▶ _TASK DIRECTIONS_: Show each line of the items below that contains the word "brown".

▶ _ROWS_:
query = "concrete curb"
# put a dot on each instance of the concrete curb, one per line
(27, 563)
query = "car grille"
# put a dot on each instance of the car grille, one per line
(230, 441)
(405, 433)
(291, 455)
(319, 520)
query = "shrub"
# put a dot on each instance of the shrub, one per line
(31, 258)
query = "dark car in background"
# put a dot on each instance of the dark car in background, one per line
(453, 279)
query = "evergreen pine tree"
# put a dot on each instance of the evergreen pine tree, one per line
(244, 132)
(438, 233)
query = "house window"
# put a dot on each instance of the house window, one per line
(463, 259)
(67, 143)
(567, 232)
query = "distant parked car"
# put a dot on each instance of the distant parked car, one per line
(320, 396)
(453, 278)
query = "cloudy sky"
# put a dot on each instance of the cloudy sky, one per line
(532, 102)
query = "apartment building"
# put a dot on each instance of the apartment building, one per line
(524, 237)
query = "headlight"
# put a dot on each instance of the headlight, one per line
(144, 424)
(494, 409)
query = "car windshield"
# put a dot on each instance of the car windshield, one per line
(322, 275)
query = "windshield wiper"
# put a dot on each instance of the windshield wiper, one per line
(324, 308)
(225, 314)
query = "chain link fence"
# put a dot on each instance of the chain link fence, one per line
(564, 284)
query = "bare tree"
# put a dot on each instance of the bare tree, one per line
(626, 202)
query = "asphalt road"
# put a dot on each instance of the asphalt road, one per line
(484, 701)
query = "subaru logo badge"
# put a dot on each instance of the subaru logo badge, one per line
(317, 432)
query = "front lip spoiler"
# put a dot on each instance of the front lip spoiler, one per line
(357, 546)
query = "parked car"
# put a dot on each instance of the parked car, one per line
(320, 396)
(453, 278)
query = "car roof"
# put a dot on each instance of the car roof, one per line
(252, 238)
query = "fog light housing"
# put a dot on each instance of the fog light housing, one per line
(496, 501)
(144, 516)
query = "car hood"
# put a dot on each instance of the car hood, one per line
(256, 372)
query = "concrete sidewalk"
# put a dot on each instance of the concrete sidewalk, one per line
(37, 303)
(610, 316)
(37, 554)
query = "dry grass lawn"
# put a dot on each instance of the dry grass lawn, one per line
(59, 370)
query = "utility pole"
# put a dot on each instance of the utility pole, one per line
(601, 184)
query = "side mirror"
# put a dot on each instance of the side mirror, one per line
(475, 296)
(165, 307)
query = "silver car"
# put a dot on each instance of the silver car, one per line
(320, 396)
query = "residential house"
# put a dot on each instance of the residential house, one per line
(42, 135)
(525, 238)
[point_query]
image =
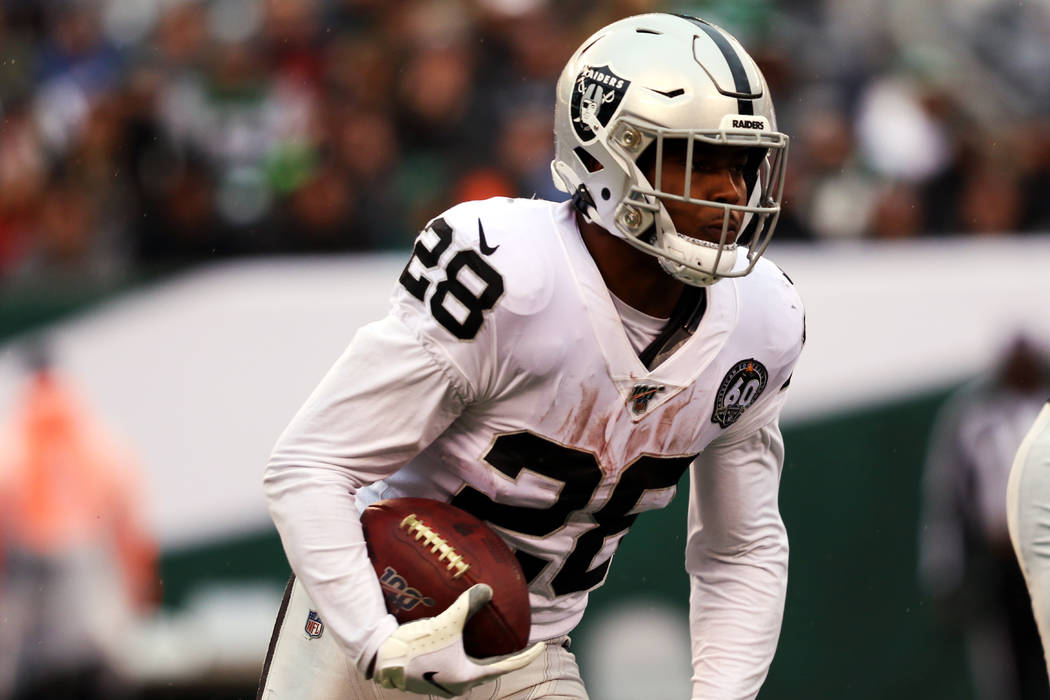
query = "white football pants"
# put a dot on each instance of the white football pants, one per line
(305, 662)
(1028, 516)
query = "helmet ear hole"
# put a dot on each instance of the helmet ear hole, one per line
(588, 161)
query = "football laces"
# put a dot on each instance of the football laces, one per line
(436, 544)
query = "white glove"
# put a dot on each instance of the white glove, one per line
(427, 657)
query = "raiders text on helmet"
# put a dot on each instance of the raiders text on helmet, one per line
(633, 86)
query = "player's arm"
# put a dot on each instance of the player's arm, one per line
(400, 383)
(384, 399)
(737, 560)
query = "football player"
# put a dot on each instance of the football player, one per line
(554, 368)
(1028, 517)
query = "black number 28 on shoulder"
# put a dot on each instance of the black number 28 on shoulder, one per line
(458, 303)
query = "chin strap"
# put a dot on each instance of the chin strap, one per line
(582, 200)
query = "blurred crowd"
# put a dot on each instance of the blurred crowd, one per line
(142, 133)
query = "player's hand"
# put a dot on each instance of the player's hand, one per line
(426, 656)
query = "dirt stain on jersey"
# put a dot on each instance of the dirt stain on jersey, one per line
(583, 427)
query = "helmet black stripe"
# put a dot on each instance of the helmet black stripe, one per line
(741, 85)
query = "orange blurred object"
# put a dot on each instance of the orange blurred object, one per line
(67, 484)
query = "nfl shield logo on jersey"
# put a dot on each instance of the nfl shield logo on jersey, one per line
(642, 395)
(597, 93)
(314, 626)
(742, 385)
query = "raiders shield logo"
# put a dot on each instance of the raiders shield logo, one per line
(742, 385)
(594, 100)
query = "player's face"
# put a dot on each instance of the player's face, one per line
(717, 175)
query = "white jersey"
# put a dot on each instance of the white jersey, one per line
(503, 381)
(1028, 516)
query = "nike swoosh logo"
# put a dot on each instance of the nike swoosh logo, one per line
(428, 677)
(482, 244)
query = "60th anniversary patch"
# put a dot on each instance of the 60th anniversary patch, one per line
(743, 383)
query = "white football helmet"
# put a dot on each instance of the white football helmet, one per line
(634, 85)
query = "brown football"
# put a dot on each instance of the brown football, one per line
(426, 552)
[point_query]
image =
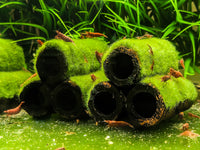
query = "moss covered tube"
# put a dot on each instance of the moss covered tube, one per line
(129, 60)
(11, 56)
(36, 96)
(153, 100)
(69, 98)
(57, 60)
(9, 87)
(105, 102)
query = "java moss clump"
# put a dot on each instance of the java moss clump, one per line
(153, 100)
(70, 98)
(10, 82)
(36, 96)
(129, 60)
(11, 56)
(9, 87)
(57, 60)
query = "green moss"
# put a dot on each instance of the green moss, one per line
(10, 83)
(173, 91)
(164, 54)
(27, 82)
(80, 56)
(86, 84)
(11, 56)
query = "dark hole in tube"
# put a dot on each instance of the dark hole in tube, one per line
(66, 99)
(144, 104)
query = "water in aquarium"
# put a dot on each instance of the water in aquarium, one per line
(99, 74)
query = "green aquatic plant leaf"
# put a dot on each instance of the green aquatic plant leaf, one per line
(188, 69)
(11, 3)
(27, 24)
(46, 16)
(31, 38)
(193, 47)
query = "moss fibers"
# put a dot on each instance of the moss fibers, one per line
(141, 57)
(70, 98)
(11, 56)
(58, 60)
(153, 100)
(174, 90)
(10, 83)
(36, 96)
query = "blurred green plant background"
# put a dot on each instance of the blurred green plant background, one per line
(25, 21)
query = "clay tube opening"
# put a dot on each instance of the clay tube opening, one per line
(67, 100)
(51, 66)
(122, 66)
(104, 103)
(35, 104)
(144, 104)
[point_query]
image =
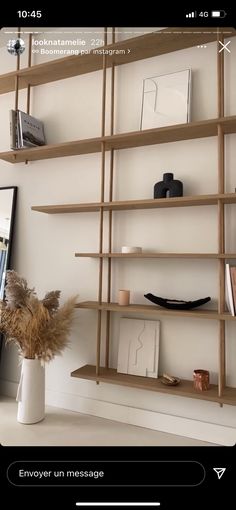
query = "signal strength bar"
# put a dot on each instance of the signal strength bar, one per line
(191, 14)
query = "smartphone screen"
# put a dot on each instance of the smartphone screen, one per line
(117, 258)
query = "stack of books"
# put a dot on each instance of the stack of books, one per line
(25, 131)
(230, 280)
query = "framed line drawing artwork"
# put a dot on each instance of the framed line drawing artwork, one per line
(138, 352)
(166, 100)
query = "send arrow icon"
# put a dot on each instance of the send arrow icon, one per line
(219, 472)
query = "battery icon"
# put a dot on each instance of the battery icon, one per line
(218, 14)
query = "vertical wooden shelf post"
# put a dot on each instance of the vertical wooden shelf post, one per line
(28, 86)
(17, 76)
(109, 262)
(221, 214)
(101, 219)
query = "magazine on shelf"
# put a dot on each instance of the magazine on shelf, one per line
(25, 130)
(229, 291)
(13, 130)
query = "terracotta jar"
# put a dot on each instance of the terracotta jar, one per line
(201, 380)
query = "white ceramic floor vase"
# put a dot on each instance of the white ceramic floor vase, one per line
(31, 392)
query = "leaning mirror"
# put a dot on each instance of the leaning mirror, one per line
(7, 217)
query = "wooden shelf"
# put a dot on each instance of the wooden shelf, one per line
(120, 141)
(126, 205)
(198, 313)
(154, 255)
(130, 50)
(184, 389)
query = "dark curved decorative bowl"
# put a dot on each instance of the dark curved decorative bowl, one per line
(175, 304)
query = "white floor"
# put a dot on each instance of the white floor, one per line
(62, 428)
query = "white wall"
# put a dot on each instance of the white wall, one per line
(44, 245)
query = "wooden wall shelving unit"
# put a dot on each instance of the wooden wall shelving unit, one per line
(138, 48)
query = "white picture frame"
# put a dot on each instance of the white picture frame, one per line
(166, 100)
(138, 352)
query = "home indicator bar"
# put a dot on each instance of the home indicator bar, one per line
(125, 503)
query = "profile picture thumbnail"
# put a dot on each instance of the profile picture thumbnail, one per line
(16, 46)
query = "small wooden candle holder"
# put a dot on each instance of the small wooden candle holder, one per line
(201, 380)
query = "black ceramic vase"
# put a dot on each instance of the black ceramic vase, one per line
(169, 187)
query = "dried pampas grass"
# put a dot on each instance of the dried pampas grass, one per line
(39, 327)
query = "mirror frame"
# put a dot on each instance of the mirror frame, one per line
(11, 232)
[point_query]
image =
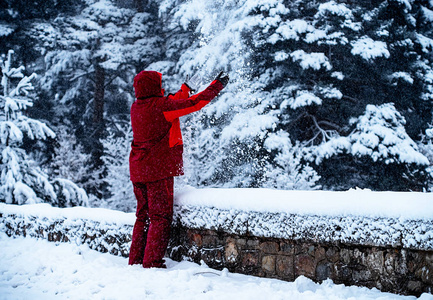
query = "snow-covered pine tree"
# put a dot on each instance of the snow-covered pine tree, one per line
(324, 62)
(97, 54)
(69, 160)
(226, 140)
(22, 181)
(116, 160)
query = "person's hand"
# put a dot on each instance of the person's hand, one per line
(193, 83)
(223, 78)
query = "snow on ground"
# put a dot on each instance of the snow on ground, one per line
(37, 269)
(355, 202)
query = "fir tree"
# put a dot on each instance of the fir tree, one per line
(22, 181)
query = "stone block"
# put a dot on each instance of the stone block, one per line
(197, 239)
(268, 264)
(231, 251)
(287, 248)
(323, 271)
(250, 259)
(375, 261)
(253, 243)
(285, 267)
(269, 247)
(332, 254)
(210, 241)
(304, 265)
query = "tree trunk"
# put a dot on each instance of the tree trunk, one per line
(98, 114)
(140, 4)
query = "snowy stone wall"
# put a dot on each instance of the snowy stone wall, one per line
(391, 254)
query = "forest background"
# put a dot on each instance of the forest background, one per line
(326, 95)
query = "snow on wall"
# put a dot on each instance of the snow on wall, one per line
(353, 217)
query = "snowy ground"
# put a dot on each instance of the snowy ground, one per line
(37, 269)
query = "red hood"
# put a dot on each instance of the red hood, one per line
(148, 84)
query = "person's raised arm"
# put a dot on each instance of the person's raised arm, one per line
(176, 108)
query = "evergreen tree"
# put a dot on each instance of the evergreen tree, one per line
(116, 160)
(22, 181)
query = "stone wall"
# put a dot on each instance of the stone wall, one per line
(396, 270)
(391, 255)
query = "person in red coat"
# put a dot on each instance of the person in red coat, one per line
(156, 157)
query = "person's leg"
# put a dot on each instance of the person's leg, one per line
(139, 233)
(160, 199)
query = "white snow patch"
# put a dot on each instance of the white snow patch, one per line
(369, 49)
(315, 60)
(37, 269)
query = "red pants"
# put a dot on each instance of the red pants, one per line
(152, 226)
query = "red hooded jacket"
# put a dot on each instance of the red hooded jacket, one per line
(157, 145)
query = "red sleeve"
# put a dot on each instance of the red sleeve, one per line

▶ _FULL RESPONSE_:
query = "brown football"
# put a dot on each instance of the brown football, one per line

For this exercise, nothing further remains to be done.